Le Monde Musique écrivait le 19 juillet 2007 : "776 000 spectateurs (ou dix fois le Stade de France, si vous préférez) ont assisté au Palais Garnier, à l'Opéra Bastille et à l'Amphithéâtre Bastille aux 388 représentations lyriques et ballets de la saison 2006-2007 de l'Opéra national de Paris (ONP). Soit un taux de remplissage de 96,5 % et une recette de billetterie de 47,5 millions d'euros. De quoi rendre heureux les 1 595 membres du personnel de l'Opéra. À la saison prochaine !". 776 000 spectateurs c'est bien, mais moins que nos voisins américains : ils sont plus d'un million à s'être rendus au Metropolitan Opera of New York (MET) – qui ne dispose pourtant que d'une seule salle ! – au cours de l'année 2006-2007. L'occasion, en ce début de saison, de faire le point.

L'Opéra national de Paris peut se prévaloir d'une hausse constante de ses recettes de spectacle, de son financement par les mécènes et partenaires et de son résultat courant depuis 2004, ces chiffres représentant une année record dans son histoire. Il est cependant aisé de se flatter sans comparaison.

• Matériel source:
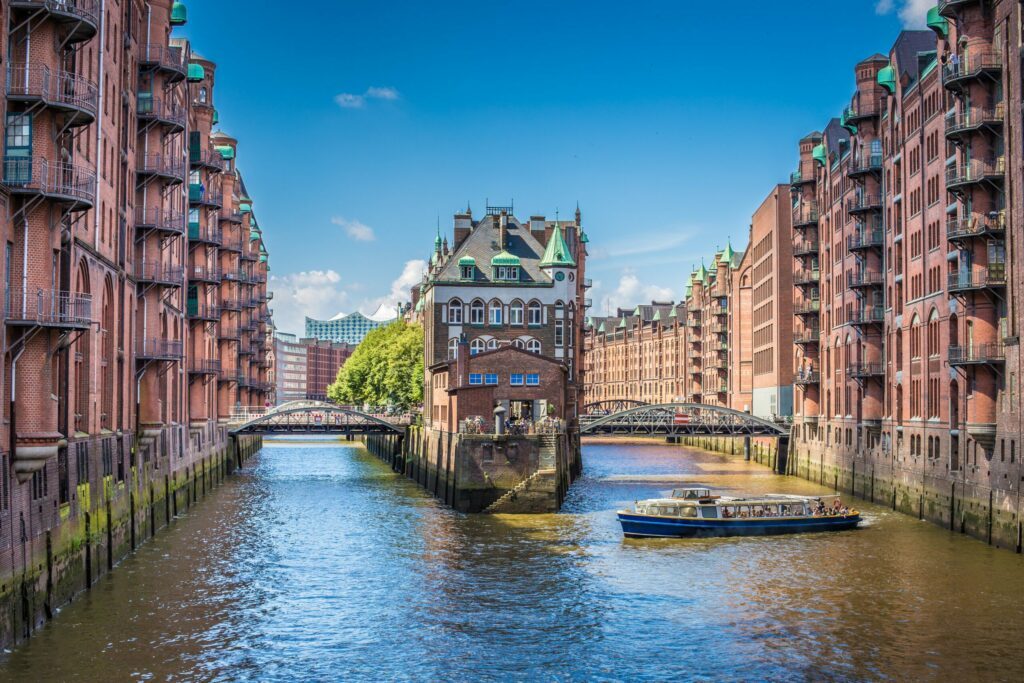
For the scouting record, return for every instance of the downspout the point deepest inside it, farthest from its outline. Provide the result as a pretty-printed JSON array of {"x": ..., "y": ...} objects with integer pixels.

• Consigne:
Relevez dans le texte de la page toutes les salles où le public de la saison 2006-2007 de l'Opéra national de Paris a assisté aux représentations.

• Réponse:
- le Palais Garnier
- l'Opéra Bastille
- l'Amphithéâtre Bastille